SUPPLIED PASSAGE.
========
It’s all kicking off in Finland, where Prime Minister Sanna Marin is under fire over the cost of her breakfast.
Finnish daily Iltalehti wrote that Marin’s breakfast allowance was worth €850 per month, nearly three times the €300 per month the paper estimated when it first highlighted the payments a week earlier.
I know what you’re thinking — that’s an awful lot of Karelian pies! But when you think about it, it’s not excessive for several reasons: 1) It’s Finland, where it costs about €25 for a small beer and where most restaurants have three payment options — credit, debit or vital organ. 2) Finns drink more coffee than anyone else on the planet, so much so that there’s no word in Finnish for “refill?” (probably). And 3) Finns are so wary of physical proximity that the idea of breakfast with another person is terrifying, so the prime minister has to ferry the porridge and rye bread around Helsinki in an Uber.
Marin has said she followed the rules for claiming the allowance as they were explained to her when she took office in 2019. She also said she wanted to dispel speculation that public money had been spent on her wedding, which took place last summer.
“We paid for all our wedding expenses ourselves,” Marin said in a tweet.
Getting married much more recently was British Prime Minister Boris Johnson, who tied the knot with Carrie Symonds in what was dubbed a “secret” ceremony (although sending photos of the event to the press kind of spoiled the surprise). Johnson’s wedding theme appeared to be “relaxed and bohemian” (rather like his coronavirus strategy), with music provided by a band called The Bow Fiddlies, who play folksy acoustic versions of Ed Sheeran and Mumford and Suns songs and therefore should be on trial in The Hague.
No word on if Johnson and Symonds enjoyed asparagus as part of their wedding dinner, but they would have done if they were Belgian. Lawyer Morgan Moller was looking through the country’s official gazette when he stumbled across a recipe for white asparagus gratin that had either been accidentally copied and pasted into the document or else now forms an integral part of Belgian law. Rumors that endive is taking the Belgian state to the Court of Justice of the European Union were unconfirmed at the time of going to press.
========
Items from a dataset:
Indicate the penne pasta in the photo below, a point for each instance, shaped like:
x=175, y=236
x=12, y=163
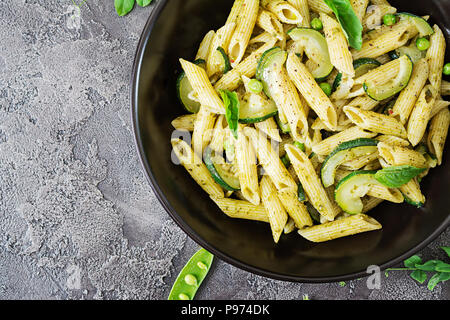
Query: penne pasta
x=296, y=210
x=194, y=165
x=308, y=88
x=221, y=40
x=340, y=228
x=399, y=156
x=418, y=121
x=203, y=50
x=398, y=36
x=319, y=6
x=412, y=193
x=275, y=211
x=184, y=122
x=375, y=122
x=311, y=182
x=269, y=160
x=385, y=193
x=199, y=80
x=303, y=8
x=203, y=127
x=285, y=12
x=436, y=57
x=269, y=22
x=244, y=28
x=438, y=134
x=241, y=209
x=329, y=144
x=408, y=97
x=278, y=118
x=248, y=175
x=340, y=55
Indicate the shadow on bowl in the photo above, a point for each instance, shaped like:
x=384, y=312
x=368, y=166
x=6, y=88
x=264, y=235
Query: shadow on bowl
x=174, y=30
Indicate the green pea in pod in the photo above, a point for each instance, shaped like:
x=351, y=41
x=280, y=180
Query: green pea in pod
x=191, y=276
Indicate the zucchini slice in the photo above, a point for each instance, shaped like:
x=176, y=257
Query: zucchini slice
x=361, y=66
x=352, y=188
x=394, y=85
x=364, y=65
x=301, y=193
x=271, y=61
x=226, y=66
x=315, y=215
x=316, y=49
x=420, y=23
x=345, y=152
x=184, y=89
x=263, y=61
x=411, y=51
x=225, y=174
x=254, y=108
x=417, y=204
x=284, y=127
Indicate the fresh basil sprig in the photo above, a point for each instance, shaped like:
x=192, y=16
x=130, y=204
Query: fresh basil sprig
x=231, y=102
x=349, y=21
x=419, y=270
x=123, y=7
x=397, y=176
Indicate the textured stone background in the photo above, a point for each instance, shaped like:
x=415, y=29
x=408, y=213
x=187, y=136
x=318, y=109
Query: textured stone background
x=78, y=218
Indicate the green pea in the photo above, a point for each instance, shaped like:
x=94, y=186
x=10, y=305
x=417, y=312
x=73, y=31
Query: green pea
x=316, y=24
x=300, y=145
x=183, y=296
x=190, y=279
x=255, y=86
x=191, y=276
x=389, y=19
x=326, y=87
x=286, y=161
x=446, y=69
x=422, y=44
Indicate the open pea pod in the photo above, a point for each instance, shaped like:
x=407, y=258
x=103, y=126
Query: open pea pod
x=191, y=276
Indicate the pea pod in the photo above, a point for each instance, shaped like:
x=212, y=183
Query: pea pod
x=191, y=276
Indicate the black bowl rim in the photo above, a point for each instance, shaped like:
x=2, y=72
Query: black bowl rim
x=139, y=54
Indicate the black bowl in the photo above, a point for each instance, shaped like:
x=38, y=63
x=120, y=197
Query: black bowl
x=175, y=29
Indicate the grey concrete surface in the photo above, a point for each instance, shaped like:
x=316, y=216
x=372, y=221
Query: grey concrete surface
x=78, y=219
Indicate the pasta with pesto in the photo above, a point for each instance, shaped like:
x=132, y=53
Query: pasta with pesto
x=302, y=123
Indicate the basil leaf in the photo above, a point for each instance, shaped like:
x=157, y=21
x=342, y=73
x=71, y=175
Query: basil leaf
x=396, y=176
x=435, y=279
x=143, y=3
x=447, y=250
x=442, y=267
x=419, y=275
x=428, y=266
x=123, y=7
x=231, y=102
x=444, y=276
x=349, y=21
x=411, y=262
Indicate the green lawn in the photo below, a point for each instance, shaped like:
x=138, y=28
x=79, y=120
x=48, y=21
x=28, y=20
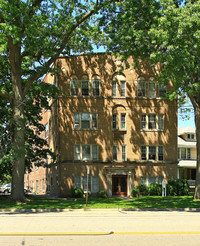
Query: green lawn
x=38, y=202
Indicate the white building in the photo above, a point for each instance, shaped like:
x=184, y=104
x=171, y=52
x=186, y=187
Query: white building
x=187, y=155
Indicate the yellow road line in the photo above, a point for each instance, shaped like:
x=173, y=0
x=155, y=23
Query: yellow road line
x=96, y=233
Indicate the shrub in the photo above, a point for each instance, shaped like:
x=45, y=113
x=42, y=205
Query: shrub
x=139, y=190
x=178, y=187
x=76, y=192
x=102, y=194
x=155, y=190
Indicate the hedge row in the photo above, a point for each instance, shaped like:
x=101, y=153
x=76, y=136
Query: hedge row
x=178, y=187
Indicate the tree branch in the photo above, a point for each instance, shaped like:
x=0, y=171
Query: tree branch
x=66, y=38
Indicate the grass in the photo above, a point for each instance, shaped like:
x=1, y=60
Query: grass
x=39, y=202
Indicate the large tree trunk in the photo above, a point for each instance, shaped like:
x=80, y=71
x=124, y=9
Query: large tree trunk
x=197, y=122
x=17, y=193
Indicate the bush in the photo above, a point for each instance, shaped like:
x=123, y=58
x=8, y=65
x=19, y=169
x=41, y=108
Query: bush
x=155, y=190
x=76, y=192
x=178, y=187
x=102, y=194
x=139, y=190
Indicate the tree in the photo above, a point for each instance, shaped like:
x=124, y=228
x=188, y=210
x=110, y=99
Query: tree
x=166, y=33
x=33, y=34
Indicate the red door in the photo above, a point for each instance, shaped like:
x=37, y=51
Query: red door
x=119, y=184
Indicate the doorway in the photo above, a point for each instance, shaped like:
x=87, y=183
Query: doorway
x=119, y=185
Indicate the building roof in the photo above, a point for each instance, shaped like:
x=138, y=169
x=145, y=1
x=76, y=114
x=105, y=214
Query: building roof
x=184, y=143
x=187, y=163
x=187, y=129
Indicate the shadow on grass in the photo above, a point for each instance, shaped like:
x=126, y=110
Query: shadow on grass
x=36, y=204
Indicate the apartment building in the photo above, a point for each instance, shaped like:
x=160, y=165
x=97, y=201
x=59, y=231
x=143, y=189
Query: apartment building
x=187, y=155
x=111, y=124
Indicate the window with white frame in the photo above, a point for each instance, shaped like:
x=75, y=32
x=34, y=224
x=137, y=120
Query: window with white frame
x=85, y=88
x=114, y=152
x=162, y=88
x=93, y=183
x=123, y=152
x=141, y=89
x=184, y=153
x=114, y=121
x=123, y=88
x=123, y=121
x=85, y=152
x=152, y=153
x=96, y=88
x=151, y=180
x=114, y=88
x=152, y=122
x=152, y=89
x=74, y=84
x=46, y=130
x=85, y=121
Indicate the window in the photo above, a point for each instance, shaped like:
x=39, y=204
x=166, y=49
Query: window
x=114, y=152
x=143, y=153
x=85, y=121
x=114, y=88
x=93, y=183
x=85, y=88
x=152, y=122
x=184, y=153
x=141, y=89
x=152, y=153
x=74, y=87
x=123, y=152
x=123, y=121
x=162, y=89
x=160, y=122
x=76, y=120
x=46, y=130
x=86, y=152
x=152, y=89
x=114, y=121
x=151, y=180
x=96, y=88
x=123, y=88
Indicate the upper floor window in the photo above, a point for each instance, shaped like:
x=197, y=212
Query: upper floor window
========
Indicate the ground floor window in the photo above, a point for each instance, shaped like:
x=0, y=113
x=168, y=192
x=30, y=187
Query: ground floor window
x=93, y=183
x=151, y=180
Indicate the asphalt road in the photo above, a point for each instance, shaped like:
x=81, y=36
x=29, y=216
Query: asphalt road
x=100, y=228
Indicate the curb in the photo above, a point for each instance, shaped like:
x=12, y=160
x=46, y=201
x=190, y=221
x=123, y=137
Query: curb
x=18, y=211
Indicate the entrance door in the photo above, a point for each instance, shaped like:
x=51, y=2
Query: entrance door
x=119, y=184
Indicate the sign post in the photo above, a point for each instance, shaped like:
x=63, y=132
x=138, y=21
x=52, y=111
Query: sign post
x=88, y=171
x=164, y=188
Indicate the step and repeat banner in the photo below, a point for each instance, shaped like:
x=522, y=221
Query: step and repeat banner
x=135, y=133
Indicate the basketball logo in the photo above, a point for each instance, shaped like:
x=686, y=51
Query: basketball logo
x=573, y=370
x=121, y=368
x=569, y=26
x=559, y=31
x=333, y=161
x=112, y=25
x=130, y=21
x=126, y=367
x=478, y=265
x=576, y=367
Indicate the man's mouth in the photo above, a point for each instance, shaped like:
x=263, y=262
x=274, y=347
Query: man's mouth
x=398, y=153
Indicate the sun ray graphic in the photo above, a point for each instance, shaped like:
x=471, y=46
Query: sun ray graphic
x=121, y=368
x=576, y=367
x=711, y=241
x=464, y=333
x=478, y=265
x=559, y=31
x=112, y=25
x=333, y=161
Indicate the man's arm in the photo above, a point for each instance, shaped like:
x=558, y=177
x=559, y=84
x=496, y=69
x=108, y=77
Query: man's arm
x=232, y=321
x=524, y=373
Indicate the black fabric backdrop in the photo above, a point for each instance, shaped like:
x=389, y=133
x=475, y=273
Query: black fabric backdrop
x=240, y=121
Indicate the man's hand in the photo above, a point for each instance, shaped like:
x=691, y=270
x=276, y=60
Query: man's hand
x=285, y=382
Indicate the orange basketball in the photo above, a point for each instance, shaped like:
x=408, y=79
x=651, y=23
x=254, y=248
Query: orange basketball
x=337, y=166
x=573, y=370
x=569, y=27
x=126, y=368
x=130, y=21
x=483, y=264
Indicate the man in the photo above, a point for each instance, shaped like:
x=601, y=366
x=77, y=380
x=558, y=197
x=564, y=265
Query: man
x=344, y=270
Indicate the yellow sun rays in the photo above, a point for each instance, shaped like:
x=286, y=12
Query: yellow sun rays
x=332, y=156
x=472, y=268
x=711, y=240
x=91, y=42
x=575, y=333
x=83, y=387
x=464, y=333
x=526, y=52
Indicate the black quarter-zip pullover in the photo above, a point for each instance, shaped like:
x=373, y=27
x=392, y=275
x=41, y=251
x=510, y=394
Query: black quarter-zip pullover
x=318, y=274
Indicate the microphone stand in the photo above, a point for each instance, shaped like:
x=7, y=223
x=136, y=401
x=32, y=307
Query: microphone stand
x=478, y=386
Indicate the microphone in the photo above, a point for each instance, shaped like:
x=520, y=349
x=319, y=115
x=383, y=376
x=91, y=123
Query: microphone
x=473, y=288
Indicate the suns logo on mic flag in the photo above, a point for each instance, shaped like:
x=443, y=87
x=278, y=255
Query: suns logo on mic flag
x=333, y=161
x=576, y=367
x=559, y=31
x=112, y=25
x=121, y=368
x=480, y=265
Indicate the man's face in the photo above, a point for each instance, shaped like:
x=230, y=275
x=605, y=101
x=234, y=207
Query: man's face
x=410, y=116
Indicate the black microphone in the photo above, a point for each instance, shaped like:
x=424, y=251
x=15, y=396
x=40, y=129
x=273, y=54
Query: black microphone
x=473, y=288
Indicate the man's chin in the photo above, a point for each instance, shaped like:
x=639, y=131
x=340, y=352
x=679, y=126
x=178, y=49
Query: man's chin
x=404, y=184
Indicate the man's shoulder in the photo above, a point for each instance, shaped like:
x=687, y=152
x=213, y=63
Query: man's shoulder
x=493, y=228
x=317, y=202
========
TASK A. Transcribe the column on Sanna Marin's breakfast allowance from "Marin has said" up to and including "in a tweet.".
TASK B. According to the column on Sanna Marin's breakfast allowance, what monthly value did Iltalehti report for Marin's breakfast allowance?

EXPECTED OUTPUT A.
Marin has said she followed the rules for claiming the allowance as they were explained to her when she took office in 2019. She also said she wanted to dispel speculation that public money had been spent on her wedding, which took place last summer.
“We paid for all our wedding expenses ourselves,” Marin said in a tweet.

EXPECTED OUTPUT B. €850 per month.